==== GIVEN RECORDS

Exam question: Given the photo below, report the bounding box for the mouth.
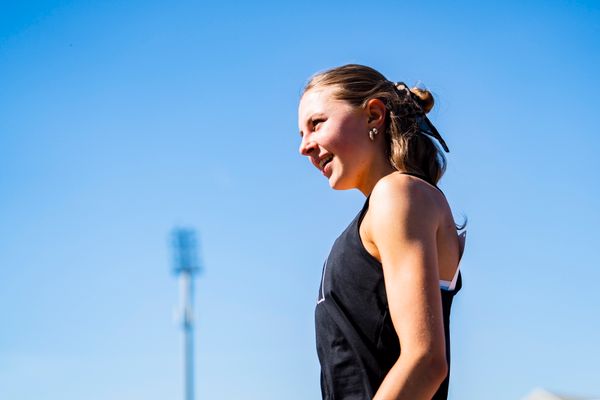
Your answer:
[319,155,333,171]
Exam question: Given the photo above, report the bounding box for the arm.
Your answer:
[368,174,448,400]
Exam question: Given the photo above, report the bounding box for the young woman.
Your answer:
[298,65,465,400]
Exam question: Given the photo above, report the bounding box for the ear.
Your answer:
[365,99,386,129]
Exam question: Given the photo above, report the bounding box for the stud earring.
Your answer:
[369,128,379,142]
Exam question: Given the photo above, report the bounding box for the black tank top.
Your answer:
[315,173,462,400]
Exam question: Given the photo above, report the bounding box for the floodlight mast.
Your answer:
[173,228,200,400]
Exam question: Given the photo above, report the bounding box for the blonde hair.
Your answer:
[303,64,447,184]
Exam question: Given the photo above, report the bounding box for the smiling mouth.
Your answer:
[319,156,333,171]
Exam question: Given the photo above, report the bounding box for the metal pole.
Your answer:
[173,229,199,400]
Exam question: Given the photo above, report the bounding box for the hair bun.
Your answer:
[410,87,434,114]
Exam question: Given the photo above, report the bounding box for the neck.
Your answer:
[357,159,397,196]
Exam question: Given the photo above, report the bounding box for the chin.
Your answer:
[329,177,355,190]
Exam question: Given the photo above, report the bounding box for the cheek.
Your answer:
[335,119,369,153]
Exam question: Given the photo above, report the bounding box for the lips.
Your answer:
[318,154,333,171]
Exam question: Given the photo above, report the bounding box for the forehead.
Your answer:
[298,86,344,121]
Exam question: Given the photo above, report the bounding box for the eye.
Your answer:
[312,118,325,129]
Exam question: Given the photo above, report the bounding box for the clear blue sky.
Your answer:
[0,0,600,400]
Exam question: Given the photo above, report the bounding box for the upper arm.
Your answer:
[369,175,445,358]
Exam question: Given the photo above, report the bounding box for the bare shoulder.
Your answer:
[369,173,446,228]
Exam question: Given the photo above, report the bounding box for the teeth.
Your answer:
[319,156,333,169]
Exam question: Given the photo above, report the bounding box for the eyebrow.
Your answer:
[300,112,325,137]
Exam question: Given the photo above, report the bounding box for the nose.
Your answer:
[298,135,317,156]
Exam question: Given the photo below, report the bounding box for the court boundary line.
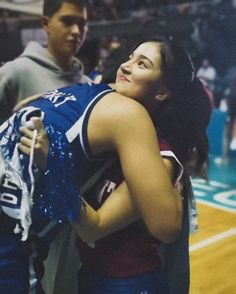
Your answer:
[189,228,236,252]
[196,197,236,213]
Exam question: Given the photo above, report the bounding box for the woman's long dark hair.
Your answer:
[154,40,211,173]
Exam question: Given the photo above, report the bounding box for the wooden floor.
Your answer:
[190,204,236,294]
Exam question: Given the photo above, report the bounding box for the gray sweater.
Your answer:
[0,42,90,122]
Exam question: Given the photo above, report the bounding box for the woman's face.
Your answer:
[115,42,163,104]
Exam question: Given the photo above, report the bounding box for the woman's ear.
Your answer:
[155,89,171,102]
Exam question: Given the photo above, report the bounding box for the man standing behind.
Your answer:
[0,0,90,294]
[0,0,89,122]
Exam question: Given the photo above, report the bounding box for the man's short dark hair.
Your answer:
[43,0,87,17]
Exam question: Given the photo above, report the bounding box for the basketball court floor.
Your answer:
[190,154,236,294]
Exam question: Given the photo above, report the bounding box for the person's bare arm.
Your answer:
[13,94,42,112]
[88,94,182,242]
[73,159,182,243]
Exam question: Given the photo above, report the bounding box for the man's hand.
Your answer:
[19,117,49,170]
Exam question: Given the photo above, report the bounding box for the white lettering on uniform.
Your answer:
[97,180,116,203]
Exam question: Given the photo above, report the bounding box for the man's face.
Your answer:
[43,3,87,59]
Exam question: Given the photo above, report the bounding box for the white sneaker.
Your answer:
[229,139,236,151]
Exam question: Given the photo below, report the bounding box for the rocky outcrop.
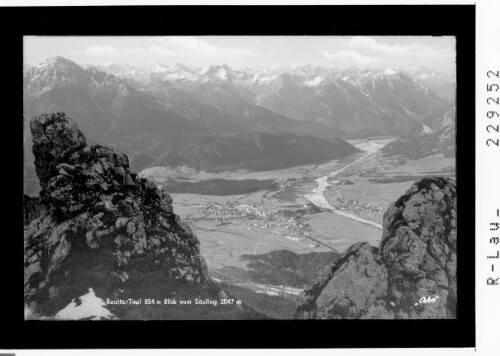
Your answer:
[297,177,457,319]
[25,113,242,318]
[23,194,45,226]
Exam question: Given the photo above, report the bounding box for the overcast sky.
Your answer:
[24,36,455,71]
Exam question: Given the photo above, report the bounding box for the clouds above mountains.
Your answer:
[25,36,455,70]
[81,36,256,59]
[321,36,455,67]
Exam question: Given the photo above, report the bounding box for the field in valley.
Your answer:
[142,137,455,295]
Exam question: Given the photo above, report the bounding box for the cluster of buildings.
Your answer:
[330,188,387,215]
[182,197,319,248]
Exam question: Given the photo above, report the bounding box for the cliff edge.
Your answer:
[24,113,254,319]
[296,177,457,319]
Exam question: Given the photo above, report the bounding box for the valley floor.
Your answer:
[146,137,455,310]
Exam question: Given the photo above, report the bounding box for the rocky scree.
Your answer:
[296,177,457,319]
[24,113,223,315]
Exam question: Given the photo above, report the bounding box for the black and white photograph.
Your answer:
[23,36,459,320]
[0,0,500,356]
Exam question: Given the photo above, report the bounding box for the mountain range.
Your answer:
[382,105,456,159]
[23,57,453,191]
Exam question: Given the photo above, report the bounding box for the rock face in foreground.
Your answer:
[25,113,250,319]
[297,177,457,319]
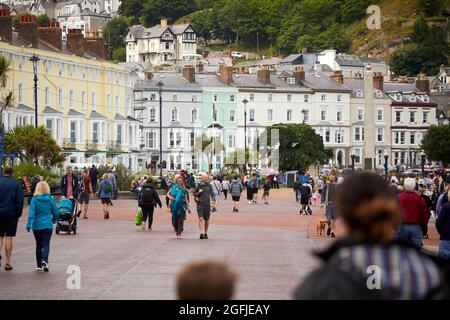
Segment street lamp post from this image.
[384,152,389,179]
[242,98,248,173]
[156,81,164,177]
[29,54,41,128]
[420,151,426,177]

========

• WORK TO BE COMPLETED: Please reproduce the part of the material that opens with the line containing "the overcast sky." and closes with the line containing "[23,57,453,191]", keeping every line the same.

• CORRECT RESPONSE:
Exam question: Given the photo above, report the bounding box for the overcast sky.
Your answer:
[24,36,455,71]
Exam question: Given the photo above, report the bounding box for the clouds above mountains.
Your answer:
[25,36,455,70]
[81,36,256,59]
[321,36,455,67]
Exam question: Given the photo above, report the bounding box for the field in valley.
Your answer:
[142,137,455,295]
Exam question: Given the photo above, report the bounding box for the cluster of buildings.
Your answer:
[330,188,387,215]
[182,197,319,248]
Exam question: Given the photo above, report the bounding box for the cliff edge.
Your answer:
[24,113,254,319]
[296,177,457,319]
Exam question: Given the photo above, report the bounding box for the valley floor.
Your answer:
[146,137,455,310]
Exam question: Given the photo above, report the bounding box for the rocky scree.
Your answer:
[296,177,457,319]
[24,113,223,315]
Exam question: Given the photo above, report the bounding box for the black and white photograph.
Your answer:
[23,36,459,320]
[0,0,500,356]
Exam question: Given the photo above, report the bounding box for the mountain range.
Your answer:
[382,105,456,159]
[23,57,453,191]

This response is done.